> _DATASET_
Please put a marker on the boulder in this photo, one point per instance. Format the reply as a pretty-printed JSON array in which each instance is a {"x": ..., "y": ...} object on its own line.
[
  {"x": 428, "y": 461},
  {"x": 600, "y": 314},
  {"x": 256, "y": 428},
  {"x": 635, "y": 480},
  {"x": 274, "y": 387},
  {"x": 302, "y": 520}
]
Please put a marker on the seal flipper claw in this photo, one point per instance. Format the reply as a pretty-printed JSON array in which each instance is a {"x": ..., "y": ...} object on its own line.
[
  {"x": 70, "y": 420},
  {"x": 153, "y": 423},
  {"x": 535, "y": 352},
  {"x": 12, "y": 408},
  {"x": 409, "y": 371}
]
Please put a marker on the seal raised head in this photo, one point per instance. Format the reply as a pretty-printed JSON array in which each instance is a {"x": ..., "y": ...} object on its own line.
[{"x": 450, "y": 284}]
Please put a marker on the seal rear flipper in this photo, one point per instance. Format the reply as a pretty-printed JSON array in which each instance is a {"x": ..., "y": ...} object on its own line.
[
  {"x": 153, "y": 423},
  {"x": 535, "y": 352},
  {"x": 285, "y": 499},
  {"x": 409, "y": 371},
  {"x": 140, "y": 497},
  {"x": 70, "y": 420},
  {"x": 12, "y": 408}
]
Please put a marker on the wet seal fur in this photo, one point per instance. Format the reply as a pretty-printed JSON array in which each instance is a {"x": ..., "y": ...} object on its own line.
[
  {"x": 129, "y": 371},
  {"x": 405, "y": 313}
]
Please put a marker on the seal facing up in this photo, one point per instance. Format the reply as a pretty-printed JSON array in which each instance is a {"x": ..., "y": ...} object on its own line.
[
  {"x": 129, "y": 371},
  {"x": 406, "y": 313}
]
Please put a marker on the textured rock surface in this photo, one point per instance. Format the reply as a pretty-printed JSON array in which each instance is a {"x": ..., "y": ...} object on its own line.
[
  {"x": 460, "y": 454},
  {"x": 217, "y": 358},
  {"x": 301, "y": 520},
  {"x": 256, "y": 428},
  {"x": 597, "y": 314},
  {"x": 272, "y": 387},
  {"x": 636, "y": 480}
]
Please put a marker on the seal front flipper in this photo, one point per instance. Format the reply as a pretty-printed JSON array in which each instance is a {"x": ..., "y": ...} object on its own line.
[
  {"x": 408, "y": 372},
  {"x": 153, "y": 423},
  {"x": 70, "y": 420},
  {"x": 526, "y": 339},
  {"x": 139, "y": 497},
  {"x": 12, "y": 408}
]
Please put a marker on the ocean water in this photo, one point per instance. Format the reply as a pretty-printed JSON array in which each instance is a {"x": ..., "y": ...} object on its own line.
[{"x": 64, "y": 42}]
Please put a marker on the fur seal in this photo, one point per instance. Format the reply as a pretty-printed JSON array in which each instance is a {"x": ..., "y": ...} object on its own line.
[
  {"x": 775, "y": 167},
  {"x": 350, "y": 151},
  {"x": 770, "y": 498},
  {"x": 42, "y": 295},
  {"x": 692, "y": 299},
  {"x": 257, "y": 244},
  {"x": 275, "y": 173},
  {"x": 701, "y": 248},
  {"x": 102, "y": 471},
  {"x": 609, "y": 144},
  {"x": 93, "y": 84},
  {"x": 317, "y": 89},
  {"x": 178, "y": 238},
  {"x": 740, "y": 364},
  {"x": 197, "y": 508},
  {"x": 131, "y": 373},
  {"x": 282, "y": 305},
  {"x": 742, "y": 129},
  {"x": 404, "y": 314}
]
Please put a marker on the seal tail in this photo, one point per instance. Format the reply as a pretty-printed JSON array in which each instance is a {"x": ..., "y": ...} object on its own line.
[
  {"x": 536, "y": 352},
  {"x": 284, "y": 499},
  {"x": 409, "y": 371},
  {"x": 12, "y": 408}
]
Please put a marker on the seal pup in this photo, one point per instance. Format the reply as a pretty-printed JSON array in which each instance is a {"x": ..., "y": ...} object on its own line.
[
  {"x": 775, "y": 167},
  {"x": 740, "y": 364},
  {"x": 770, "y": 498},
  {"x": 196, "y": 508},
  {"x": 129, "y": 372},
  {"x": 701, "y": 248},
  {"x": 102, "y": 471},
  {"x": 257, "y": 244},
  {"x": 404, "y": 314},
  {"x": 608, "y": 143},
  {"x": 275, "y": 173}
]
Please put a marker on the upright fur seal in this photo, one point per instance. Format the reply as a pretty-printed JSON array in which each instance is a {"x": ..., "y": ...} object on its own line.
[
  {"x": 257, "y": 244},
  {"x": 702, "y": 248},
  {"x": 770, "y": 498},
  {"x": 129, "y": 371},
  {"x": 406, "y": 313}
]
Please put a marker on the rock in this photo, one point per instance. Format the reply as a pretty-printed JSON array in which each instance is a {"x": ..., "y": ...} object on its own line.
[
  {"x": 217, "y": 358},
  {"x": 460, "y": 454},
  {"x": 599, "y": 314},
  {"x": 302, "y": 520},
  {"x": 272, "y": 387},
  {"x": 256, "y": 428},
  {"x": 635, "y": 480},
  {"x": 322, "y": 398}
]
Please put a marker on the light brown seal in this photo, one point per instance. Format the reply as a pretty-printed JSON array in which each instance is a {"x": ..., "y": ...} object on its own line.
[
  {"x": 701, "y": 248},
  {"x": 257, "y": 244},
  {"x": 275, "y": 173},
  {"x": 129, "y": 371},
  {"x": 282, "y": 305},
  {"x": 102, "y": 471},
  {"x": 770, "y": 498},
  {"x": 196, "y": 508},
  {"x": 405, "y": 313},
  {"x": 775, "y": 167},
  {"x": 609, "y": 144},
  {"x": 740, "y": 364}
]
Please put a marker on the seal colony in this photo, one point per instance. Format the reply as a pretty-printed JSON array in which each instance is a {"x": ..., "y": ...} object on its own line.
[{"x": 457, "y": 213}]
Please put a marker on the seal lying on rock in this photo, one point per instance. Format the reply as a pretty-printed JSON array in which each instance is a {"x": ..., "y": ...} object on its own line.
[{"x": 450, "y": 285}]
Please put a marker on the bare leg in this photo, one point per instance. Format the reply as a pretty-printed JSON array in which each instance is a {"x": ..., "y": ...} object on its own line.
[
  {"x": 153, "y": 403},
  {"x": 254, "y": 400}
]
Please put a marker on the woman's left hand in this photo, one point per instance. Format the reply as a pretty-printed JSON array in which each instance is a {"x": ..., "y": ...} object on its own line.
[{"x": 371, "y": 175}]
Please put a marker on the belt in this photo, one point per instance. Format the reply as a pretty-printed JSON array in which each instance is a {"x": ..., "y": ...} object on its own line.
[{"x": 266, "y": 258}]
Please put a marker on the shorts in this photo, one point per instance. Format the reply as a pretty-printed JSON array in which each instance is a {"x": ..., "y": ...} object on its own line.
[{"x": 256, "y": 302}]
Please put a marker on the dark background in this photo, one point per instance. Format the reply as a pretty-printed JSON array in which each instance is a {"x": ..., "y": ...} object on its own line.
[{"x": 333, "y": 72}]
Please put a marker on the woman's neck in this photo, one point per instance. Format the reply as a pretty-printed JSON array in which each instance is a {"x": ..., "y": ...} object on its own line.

> _WHAT THE EXERCISE ASKS_
Can you write out everything from the line containing "Please put a marker on the shorts" down to the end of the data, requests included, multiplying each x and y coordinate in the answers by 2.35 and rounding to whole numbers, with halves rounded up?

> _ANSWER_
Please put a marker on the shorts in this photo, one point per instance. Format the reply as a pretty-printed JSON array in which each instance is a {"x": ..., "y": ...} object on its own line.
[{"x": 602, "y": 710}]
Please put a marker on the dark background in this photo, one point per instance. Format the reply as a pretty-printed JSON array in which each instance is a {"x": ..., "y": ...} object on its own line.
[{"x": 783, "y": 169}]
Please put a marker on the woman's neck in this photo, one point per instance. Format the reply as a pretty-printed JSON array in which each instance is a {"x": ..., "y": ...} object on its own line.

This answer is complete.